**DIRECTIONS**.
1. According to the post on functional linear maps, why does representing linear maps directly as functions hurt efficiency?
2. Reproduce the stretch of the post on functional linear maps from "You can read" through "redundant dictionary creation.".
___ SELECTED PASSAGE
Functional linear maps
Two earlier posts described a simple and general notion of derivative that unifies the many concrete notions taught in traditional calculus courses. All of those variations turn out to be concrete representations of the single abstract notion of a linear map. Correspondingly, the various forms of mulitplication in chain rules all turn out to be implementations of composition of linear maps. For simplicity, I suggested a direct implementation of linear maps as functions. Unfortunately, that direct representation thwarts efficiency, since functions, unlike data structures, do not cache by default.
This post presents a data representation of linear maps that makes crucial use of (a) linearity and (b) the recently added language feature indexed type families (“associated types”).
For a while now, I’ve wondered if a library for linear maps could replace and generalize matrix libraries. After all, matrices represent of a restricted class of linear maps. Unlike conventional matrix libraries, however, the linear map library described in this post captures matrix/linear-map dimensions via static typing. The composition function defined below statically enforces the conformability property required of matrix multiplication (which implements linear map composition). Likewise, conformance for addition of linear maps is also enforced simply and statically. Moreover, with sufficiently sophisticated coaxing of the Haskell compiler, of the sort Don Stewart does, perhaps a library like this one could also have terrific performance. (It doesn’t yet.)
You can read and try out the code for this post in the module Data.LinearMap in version 0.2.0 or later of the vector-space package.
That module also contains an implementation of linear map composition, as well as Functor
-like and Applicative
-like operations.
Andy Gill has been helping me get to the bottom of some some severe performance problems, apparently involving huge amounts of redundant dictionary creation.
Edits:
- 2008-06-04: Brief explanation of the associated data type declaration.
Linear maps
Semantically, a linear map is a function f :: a -> b
such that, for all scalar values c
and “vectors” u, v :: a
, the following properties hold:
f (c *^ u) == c *^ f u
f (u ^+^ v) == f u ^+^ f v
where (*^)
______
___ STORED DATA
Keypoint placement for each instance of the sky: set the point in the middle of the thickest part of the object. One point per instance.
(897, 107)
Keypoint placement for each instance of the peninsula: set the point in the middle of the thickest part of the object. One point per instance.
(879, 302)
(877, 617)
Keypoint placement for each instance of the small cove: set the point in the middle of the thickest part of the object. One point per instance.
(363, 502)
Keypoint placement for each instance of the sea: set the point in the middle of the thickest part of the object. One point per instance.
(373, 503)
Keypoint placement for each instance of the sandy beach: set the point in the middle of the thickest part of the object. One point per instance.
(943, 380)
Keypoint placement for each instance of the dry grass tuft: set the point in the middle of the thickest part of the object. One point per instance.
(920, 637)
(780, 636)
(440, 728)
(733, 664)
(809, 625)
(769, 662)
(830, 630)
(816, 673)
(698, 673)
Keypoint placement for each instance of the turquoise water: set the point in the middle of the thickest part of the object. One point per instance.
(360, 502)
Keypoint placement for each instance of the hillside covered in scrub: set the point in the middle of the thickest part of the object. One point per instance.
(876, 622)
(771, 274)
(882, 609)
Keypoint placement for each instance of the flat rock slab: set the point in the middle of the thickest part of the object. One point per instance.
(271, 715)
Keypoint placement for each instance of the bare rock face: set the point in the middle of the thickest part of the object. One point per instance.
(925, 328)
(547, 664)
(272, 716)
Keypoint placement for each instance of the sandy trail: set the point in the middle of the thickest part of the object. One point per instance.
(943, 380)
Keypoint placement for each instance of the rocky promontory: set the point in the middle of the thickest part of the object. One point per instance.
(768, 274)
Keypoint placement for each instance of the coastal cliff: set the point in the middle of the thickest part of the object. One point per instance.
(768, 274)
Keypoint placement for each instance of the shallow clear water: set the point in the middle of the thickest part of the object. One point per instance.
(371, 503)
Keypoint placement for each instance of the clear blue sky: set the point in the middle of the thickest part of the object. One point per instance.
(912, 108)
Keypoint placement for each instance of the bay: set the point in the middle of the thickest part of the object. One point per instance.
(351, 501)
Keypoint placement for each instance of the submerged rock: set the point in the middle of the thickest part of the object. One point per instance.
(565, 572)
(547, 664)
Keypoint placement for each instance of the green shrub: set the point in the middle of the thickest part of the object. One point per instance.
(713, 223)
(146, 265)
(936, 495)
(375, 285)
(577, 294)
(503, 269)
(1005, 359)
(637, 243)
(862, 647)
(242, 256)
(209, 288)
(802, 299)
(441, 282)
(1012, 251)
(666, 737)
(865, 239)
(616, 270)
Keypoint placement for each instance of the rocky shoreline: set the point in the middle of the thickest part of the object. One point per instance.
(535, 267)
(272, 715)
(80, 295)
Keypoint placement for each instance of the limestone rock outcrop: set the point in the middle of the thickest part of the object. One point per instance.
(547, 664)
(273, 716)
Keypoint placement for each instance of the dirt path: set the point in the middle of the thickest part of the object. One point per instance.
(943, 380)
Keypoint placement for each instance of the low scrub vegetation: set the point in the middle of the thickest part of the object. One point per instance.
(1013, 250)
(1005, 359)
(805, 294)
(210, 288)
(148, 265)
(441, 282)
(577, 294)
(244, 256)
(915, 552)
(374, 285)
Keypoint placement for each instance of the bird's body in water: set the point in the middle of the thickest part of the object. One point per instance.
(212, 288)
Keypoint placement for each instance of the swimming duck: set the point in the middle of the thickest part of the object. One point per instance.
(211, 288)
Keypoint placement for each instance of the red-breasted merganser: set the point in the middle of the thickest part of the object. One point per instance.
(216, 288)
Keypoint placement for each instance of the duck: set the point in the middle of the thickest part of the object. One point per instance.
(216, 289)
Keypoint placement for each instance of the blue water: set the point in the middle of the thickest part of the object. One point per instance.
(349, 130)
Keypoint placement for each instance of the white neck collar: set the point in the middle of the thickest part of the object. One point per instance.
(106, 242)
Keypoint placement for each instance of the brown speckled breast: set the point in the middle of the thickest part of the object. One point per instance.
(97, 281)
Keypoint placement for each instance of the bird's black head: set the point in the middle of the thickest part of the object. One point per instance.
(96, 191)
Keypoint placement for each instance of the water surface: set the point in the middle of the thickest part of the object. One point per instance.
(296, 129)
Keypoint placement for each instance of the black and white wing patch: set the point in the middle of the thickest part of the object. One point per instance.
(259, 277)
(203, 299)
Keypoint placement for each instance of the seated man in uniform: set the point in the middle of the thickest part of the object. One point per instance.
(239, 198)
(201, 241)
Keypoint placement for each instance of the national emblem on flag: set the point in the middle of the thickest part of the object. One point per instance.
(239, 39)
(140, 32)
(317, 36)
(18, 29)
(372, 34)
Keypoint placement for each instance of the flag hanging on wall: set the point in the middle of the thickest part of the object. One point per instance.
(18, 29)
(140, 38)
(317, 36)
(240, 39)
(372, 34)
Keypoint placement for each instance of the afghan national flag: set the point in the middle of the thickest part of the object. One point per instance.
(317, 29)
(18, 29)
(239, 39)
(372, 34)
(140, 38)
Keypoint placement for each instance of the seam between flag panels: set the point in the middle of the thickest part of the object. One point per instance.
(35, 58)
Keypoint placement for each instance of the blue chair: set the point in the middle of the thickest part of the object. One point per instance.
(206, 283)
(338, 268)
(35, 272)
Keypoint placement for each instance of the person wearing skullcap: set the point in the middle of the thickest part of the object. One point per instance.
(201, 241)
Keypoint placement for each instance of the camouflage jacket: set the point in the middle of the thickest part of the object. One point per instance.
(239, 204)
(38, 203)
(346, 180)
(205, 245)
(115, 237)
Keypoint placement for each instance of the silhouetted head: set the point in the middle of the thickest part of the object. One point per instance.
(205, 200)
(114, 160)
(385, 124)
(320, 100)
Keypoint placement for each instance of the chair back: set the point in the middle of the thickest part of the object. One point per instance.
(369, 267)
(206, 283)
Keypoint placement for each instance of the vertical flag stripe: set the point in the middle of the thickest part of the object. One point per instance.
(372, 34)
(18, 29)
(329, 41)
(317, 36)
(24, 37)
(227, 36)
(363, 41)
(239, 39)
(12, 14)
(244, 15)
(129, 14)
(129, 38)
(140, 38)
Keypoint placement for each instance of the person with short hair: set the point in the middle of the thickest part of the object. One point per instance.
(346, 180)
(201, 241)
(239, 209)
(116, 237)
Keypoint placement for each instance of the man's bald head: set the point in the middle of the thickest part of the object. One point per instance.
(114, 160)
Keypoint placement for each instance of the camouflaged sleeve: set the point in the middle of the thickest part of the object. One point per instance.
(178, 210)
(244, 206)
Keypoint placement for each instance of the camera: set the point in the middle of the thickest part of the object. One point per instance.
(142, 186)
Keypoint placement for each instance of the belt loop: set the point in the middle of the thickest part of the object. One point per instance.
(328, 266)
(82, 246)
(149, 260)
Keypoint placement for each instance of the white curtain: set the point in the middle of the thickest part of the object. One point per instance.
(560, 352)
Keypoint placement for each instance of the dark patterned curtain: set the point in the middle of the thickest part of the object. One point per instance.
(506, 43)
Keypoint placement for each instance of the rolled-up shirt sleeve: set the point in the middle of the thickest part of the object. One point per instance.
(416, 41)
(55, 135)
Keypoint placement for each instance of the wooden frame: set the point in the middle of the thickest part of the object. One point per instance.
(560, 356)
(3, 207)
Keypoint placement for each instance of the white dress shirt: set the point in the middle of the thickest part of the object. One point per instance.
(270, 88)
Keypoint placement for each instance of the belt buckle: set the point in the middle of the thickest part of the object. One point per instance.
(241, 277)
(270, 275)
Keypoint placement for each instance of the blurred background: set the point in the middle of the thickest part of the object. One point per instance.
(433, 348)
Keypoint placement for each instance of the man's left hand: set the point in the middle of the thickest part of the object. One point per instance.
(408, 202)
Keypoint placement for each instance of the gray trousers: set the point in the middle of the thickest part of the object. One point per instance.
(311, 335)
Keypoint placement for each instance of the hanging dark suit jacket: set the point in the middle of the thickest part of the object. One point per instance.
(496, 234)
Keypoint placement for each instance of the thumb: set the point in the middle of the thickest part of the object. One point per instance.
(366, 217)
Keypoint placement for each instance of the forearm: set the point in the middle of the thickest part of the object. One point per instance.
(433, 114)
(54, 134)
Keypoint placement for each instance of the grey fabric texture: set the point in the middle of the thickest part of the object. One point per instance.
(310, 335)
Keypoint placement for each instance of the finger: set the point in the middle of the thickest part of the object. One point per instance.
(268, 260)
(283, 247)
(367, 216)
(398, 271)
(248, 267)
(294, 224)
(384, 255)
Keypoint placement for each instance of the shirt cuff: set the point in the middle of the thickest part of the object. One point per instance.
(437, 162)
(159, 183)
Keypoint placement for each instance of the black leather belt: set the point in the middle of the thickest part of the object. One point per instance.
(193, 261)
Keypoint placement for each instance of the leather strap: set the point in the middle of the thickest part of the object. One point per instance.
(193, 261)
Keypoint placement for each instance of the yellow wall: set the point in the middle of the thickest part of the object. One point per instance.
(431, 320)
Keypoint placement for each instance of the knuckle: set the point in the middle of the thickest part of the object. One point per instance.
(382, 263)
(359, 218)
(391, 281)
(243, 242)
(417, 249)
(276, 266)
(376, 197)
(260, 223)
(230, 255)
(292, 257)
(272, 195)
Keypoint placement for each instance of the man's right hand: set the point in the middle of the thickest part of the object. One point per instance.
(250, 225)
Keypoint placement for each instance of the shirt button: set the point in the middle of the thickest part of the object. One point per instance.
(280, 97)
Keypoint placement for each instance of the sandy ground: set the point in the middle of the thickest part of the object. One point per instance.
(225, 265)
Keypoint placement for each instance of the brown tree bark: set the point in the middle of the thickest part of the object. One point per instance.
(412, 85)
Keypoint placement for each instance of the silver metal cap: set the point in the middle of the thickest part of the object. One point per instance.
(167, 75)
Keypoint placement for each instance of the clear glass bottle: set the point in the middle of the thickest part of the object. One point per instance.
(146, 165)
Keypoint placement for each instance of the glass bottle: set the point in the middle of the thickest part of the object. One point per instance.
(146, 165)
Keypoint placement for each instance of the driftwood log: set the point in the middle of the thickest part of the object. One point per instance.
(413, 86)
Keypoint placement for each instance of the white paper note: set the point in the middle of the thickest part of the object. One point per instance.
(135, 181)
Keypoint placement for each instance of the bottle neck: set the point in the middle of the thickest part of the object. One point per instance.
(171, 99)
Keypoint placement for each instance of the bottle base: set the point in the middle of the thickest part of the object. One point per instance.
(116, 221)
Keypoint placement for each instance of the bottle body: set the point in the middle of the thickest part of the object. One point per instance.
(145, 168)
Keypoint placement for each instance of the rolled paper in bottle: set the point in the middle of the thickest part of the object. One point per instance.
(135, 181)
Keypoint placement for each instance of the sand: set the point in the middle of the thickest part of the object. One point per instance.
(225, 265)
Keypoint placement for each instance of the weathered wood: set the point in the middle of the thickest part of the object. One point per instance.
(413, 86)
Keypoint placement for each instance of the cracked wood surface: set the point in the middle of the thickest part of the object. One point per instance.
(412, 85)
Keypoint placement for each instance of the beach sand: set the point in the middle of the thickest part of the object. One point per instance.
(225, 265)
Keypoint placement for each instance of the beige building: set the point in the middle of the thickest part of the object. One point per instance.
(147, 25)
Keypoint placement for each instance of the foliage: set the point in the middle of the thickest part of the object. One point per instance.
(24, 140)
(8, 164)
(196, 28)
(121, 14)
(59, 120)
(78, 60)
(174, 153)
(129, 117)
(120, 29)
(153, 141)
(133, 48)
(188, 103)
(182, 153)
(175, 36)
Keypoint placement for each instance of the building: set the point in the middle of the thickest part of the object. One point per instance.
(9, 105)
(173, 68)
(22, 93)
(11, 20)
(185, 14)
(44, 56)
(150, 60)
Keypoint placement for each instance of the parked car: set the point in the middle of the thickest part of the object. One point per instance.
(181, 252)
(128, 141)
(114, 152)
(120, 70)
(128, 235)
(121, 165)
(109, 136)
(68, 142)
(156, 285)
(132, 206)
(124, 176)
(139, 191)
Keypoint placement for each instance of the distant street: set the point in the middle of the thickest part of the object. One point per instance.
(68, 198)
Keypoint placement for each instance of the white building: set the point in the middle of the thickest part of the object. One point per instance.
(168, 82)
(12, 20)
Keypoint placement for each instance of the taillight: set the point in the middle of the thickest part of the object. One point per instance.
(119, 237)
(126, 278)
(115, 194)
______
**RESULTS IN ORDER**.
1. Functions, unlike data structures, do not cache by default.

2.
You can read and try out the code for this post in the module Data.LinearMap in version 0.2.0 or later of the vector-space package.
That module also contains an implementation of linear map composition, as well as Functor
-like and Applicative
-like operations.
Andy Gill has been helping me get to the bottom of some some severe performance problems, apparently involving huge amounts of redundant dictionary creation.